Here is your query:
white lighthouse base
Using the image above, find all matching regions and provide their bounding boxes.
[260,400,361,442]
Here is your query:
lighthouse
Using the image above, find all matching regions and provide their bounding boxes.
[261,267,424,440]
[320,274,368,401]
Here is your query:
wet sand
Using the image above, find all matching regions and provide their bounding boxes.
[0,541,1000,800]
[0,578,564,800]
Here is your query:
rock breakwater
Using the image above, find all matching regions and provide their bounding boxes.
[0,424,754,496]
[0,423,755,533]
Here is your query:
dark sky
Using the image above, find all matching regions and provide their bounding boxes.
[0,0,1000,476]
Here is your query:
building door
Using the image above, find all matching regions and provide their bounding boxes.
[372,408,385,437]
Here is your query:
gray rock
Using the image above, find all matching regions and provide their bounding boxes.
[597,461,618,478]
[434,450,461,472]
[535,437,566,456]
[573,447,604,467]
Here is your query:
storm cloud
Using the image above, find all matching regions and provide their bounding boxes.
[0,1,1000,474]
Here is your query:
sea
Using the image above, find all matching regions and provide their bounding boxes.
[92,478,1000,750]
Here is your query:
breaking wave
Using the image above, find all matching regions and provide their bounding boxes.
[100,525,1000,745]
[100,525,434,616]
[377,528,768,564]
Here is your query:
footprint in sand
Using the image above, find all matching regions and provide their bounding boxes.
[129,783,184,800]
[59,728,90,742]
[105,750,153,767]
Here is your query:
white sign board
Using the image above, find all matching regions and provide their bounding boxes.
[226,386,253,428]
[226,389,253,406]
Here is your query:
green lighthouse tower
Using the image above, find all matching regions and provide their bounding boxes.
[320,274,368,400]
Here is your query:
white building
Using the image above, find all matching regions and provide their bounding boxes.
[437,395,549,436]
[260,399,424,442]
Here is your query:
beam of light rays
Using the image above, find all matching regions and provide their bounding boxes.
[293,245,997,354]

--

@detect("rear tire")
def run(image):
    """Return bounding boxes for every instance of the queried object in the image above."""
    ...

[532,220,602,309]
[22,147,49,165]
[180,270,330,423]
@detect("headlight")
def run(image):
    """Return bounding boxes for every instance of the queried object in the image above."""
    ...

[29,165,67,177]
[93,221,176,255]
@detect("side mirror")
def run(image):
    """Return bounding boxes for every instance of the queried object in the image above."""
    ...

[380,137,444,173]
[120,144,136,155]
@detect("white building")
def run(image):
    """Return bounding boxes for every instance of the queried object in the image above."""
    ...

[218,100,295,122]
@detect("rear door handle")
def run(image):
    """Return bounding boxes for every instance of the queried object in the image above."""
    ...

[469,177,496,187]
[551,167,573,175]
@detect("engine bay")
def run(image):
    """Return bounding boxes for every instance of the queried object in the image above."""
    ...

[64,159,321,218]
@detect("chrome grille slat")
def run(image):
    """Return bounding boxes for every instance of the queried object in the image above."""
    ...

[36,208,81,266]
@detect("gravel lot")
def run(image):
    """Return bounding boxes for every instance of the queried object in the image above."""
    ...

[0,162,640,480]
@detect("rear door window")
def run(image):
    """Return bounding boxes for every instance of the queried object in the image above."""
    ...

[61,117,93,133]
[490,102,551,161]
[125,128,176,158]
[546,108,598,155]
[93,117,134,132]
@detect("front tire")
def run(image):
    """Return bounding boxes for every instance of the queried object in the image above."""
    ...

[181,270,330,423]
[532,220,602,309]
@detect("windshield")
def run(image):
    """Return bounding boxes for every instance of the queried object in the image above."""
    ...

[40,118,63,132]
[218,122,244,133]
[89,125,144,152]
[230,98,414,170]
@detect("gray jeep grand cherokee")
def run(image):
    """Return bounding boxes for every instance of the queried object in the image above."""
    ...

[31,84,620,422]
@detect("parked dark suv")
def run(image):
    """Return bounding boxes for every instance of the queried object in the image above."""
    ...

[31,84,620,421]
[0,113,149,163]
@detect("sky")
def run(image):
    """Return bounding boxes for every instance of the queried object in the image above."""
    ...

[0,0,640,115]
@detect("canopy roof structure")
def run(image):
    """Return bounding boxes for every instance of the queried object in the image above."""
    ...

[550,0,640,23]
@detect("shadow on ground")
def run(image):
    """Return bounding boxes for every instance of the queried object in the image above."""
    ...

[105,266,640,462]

--

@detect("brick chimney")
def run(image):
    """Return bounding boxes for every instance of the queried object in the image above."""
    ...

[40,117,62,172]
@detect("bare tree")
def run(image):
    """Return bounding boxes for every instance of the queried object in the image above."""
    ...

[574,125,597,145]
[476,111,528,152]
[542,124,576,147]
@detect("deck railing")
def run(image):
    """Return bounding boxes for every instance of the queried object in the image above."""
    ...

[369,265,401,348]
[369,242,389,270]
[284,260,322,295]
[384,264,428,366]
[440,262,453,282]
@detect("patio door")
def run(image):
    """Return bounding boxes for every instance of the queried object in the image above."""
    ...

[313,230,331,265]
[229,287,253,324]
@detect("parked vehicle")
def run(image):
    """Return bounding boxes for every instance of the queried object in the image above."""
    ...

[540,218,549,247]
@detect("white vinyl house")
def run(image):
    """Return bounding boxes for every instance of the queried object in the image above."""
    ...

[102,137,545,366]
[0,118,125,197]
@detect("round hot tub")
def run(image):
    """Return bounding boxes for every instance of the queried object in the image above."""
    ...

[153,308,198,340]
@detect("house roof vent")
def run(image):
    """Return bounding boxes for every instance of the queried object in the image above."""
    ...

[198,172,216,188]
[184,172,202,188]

→ Your goal
Count the lines in the records above that contain the string "parked", with case counting, and reply with only that number.

→ Answer to the problem
2